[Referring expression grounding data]
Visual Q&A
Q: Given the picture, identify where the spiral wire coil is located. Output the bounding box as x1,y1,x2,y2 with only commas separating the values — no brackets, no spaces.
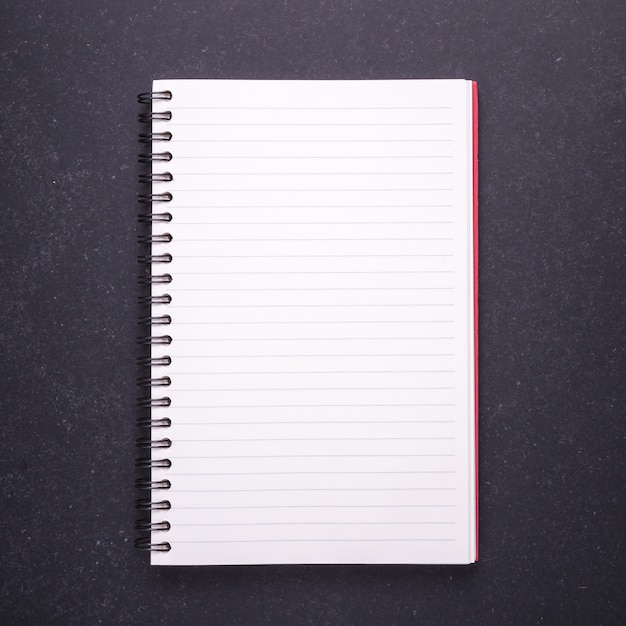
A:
135,90,173,553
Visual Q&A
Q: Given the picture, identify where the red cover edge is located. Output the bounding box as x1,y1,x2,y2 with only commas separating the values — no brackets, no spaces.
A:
472,81,479,561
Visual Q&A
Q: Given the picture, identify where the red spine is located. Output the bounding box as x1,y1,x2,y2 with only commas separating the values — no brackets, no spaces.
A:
472,81,479,561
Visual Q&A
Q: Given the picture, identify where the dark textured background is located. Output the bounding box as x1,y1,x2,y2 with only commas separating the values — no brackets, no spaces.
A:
1,1,624,624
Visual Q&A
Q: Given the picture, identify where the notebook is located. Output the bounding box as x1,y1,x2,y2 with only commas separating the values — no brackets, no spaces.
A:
136,79,478,566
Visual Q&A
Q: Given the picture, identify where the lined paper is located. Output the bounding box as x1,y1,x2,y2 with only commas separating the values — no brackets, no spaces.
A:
149,79,476,565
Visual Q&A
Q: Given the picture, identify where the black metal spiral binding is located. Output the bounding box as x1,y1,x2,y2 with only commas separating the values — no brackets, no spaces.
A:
135,520,171,532
135,89,173,553
139,172,173,184
138,151,173,163
139,111,172,124
137,253,173,264
137,212,172,224
136,357,172,368
138,274,173,285
137,314,172,325
136,478,172,489
138,132,173,143
137,416,172,427
135,457,172,469
134,538,172,552
137,294,172,305
138,234,173,245
137,90,172,104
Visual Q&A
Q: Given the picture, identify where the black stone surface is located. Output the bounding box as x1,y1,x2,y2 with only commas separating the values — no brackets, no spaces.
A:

**WHAT TO DO:** Your answer should be the lines from the first record down to the line containing "Q: Given the picture, identify where the black metal", restated exactly, with no pictures.

**REPLY:**
Visual Q&A
Q: Given the picture, identify where the spiral wire coil is located. Output the bounding box as x1,y1,x2,y2 with only commas separating the values — no brackets, no spaces.
A:
135,90,173,553
Visual Q&A
Q: Given the picture, identify where the red cover edge is located. Output the bounding box as x1,y1,x2,y2 with only commas separating the values — no brackets, no spaces.
A:
472,81,479,561
Visual Q&A
Q: Given the picture, identify where the red spine is located. Output the bounding box as x1,y1,x2,y2 with only commas separating the values — no brackets, no spaces.
A:
472,81,479,561
Visual Q&A
Q: Given the picture, identify where the dark textured background is located. Output the bounding box as x1,y1,x2,y2 with only commas separating the values — no brackets, no spaces.
A:
1,1,624,624
Visual Q&A
Q: Given the picture, identify where the notebook is located. Output the bounding box as x1,y1,x2,y2 with only commas separating the values — no brackets, no spaces.
A:
136,79,478,566
Visual Q&A
Q: Given the picture, identify where the lined paper is located. Output the bounding box as x1,y1,x2,y2 with only commas separating the values — no brackets, no spaces.
A:
149,79,476,565
Visual Q&A
Q: Given the picture, identify where the black metal spiral binding is located. Output the bounding box as x1,y1,x2,y2 with only commas separating the values — no brackets, no spaces.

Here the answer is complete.